(Given request):
Please pull every line from the data below that contains the word "table", and copy each one out in full. Letter case must match.

(Data lines):

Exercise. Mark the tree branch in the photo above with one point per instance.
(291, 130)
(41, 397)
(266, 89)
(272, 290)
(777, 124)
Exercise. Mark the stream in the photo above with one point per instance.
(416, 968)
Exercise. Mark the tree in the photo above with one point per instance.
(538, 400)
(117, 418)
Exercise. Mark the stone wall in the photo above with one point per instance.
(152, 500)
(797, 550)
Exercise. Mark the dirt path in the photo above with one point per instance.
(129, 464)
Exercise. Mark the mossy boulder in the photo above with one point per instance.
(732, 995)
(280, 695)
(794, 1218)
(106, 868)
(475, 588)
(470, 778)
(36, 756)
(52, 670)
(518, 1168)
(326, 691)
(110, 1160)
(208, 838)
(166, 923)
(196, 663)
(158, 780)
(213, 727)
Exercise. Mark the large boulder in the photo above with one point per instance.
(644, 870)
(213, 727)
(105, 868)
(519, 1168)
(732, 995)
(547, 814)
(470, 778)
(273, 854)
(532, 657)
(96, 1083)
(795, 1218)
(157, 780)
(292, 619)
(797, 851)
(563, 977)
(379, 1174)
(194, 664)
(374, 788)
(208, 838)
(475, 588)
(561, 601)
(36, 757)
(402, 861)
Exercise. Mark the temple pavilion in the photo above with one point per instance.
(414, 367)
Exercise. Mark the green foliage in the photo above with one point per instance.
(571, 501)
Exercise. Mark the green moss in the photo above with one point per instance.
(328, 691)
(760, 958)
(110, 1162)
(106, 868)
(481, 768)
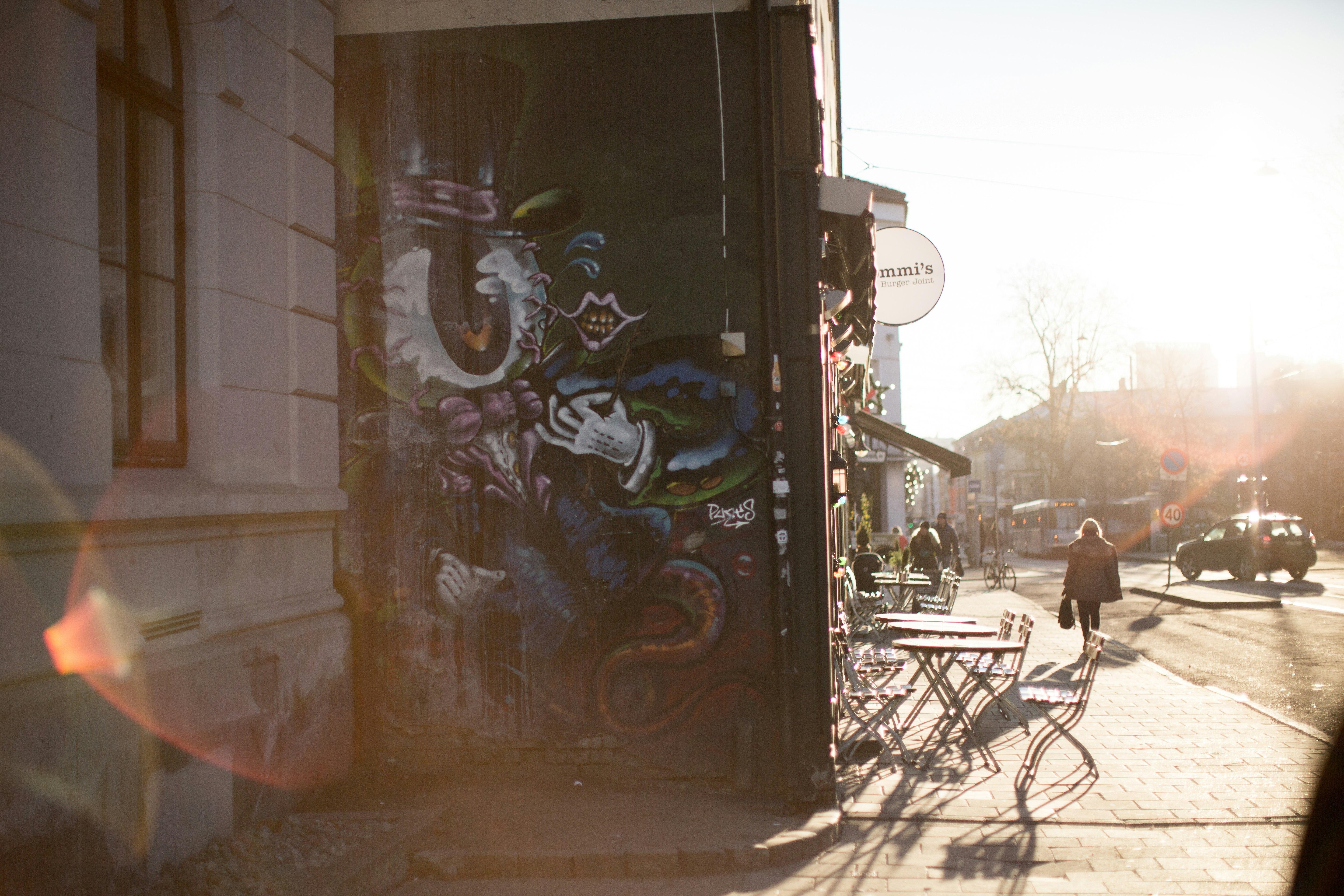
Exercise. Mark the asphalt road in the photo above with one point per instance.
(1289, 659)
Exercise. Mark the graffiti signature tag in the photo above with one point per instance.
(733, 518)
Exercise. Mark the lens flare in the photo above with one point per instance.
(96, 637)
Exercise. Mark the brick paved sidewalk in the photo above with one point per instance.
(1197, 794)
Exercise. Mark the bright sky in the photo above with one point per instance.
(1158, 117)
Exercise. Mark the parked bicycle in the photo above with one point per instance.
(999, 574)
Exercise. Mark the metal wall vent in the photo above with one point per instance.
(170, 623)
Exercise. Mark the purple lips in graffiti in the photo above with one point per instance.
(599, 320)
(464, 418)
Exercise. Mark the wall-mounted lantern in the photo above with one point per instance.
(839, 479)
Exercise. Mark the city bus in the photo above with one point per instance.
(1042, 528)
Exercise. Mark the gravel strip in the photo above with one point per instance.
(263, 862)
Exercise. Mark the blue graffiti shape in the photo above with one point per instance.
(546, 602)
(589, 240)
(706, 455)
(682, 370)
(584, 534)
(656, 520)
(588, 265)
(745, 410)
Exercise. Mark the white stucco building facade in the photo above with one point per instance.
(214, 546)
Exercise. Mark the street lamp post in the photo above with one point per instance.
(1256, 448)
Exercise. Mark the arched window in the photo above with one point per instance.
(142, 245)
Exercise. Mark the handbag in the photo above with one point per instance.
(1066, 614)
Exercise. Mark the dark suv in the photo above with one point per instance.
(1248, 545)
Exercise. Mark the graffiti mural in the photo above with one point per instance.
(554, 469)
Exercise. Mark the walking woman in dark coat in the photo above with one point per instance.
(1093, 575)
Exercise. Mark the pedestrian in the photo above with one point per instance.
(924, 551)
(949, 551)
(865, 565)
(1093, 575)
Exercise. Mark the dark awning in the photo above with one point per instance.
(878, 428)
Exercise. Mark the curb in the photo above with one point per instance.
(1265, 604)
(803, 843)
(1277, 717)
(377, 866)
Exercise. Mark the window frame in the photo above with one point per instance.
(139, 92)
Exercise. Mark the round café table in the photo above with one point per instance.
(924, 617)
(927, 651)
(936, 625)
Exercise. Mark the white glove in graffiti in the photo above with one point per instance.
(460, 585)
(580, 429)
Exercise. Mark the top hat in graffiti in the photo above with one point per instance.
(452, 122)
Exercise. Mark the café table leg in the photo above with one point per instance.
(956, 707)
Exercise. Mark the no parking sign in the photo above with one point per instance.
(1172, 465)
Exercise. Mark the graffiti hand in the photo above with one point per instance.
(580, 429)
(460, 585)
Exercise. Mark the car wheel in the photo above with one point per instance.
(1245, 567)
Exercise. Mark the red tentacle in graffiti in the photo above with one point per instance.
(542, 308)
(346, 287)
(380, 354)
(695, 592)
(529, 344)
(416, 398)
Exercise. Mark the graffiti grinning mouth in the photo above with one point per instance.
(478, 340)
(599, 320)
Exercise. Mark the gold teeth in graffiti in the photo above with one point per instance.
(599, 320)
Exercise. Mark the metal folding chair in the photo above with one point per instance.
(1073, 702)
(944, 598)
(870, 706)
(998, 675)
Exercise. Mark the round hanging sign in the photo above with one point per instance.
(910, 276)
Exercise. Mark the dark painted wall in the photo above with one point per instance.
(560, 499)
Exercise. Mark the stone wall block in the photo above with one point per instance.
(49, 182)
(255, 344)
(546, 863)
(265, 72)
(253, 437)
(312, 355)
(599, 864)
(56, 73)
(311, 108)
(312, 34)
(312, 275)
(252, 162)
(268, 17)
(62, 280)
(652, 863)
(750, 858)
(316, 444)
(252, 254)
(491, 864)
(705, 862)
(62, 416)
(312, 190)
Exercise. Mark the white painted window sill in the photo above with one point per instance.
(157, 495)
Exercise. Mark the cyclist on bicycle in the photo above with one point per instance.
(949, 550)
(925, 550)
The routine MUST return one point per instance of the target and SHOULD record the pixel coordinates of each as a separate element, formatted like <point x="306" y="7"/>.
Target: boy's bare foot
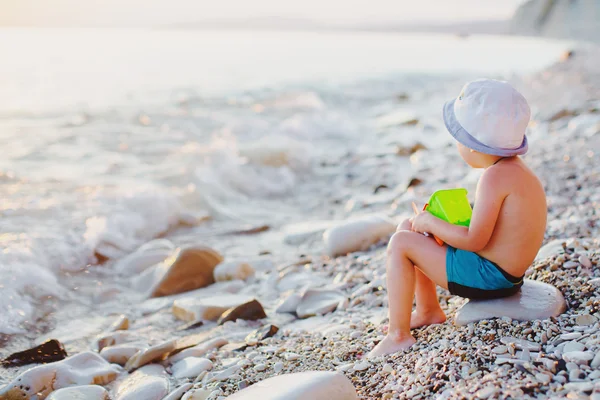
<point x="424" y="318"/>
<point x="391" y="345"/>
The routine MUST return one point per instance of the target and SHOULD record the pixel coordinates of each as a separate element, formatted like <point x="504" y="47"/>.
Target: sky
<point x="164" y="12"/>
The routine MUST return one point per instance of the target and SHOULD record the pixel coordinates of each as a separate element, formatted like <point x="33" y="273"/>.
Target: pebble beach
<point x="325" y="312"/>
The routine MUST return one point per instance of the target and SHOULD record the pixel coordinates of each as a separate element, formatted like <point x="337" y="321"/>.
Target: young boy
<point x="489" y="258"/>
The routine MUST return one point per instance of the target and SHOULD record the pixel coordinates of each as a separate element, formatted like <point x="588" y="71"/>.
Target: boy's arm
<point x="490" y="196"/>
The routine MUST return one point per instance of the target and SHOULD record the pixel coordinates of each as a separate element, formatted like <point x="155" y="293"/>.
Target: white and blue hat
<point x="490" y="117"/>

(Expected answer):
Exercise. Mark the round café table in the photo above with one point per instance.
Exercise. Mark the café table leg in the photo above with one point per instance.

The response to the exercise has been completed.